*** Source data ***

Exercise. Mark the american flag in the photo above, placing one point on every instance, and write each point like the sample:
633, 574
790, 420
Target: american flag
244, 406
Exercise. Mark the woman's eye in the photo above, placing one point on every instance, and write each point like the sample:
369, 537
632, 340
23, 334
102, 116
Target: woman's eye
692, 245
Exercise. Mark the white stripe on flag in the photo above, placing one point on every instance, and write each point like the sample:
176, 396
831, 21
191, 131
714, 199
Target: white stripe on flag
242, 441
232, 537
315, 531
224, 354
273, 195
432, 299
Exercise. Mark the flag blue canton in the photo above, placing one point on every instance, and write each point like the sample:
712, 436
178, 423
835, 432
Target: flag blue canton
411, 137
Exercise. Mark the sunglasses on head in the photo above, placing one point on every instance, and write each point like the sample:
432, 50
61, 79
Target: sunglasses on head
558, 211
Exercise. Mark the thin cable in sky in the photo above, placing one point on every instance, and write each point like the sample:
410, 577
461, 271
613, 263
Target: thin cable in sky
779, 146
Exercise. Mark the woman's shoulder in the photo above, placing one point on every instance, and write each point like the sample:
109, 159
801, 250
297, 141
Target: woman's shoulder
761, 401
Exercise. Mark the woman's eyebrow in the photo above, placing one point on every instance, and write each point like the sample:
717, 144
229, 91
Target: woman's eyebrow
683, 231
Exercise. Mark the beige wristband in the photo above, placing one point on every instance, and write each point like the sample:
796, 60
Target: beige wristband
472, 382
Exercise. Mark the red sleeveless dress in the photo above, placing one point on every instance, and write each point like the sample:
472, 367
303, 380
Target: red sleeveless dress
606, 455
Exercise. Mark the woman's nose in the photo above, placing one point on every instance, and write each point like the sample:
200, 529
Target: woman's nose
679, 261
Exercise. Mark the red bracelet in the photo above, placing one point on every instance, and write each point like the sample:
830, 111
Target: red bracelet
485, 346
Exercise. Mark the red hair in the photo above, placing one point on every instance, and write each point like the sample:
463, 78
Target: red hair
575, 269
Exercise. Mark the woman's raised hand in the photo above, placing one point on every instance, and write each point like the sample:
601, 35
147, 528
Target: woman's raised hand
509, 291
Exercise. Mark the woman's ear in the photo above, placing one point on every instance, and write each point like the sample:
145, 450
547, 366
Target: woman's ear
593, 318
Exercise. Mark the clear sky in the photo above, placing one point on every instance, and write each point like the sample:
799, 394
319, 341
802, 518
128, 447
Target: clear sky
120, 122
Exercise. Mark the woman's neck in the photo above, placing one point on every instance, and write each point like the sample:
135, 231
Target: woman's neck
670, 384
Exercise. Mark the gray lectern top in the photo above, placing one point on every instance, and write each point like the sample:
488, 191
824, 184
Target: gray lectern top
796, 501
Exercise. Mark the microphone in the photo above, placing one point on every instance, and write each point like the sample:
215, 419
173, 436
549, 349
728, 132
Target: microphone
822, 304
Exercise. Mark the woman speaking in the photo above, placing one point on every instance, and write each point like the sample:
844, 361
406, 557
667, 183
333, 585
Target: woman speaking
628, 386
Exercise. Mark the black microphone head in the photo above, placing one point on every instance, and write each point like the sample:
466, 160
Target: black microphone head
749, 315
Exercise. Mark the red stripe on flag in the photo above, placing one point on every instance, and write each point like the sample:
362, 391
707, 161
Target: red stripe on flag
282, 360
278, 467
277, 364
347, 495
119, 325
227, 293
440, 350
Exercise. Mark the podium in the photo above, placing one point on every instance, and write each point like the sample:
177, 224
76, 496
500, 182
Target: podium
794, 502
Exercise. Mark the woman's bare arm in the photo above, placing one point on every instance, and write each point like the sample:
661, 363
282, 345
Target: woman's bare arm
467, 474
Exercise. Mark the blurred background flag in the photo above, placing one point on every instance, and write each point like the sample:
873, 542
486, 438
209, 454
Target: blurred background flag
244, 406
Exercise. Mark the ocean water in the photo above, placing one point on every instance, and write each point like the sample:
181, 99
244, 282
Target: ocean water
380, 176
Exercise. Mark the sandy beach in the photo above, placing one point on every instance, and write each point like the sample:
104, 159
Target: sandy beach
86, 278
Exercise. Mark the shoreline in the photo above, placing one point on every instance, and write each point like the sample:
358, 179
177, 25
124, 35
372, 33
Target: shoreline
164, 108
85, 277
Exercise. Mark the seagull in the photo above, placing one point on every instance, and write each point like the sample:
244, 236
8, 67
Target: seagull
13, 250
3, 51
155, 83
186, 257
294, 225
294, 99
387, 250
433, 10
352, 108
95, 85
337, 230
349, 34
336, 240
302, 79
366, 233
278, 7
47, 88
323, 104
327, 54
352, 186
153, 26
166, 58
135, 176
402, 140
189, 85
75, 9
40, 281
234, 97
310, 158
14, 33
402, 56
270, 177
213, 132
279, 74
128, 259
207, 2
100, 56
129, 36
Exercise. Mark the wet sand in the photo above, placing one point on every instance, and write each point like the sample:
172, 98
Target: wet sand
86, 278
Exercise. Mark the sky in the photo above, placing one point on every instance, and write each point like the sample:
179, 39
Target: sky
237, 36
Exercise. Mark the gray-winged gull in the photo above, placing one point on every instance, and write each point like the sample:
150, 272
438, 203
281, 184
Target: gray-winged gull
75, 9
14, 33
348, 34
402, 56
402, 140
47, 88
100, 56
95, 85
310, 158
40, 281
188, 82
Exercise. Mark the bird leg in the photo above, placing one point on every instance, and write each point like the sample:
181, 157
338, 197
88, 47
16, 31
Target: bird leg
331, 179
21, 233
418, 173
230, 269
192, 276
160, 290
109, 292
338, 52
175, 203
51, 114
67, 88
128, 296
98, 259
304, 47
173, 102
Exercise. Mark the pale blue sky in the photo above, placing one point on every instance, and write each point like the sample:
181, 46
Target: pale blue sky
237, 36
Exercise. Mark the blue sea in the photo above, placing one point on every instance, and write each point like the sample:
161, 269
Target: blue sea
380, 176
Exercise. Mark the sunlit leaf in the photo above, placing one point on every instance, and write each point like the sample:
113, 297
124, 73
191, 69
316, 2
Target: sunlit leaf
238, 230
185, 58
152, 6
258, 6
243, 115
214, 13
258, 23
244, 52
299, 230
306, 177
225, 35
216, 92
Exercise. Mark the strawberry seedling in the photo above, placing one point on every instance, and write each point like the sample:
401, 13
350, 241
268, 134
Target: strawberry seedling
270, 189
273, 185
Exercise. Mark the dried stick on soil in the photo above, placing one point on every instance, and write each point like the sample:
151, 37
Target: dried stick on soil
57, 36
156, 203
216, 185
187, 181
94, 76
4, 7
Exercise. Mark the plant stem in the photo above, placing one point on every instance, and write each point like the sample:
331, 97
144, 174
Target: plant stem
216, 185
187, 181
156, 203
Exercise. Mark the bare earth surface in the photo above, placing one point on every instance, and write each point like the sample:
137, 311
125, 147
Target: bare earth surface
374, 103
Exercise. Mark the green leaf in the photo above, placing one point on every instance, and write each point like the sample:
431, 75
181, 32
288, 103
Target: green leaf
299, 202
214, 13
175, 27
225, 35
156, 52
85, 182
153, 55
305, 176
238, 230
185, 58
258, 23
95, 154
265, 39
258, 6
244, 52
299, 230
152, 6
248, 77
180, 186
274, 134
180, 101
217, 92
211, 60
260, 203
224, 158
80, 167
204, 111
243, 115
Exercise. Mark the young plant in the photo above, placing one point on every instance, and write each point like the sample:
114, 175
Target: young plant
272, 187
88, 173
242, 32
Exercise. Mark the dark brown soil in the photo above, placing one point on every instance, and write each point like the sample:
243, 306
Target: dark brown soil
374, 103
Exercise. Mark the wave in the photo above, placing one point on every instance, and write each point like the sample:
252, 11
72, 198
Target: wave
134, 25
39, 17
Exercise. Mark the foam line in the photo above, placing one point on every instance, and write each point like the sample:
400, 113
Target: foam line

*** End of Source data ***

-- About this task --
Starting with the line that contains "Target: plant stem", copy each line through the end of the data exactly, and leave out all earlier lines.

-- Result of the task --
Target: plant stem
216, 185
187, 181
156, 203
Exercise. Mark the bare earth surface in the photo above, placing one point on every instance, and write each point like the sample:
137, 311
125, 147
Target: bare earth surface
374, 103
Exercise. Mark the green leaf in the photo above, placing one point on every instance, and write each point like the sample:
431, 75
181, 32
288, 103
Target: green leaf
299, 202
214, 13
175, 27
225, 35
156, 52
85, 182
153, 55
305, 176
238, 230
185, 58
258, 23
95, 154
265, 39
258, 6
244, 52
299, 230
152, 6
248, 77
180, 186
274, 134
180, 101
217, 92
211, 60
260, 203
224, 158
80, 167
204, 111
243, 115
Exercise. Mark the young plant in the photo above, placing one point on every instance, and write each point like the sample:
114, 175
Target: young plant
272, 187
88, 173
242, 32
Exercise. Mark the dark brown soil in the photo above, placing one point on every instance, and write each point like the sample:
243, 306
Target: dark brown soil
374, 103
Exercise. Mark the wave in the photo above, placing one point on every instance, and write each point like the sample:
252, 11
72, 198
Target: wave
134, 25
39, 17
Exercise. Mark the foam line in the photo above, placing one point on every instance, and write each point like the sample:
400, 113
Target: foam line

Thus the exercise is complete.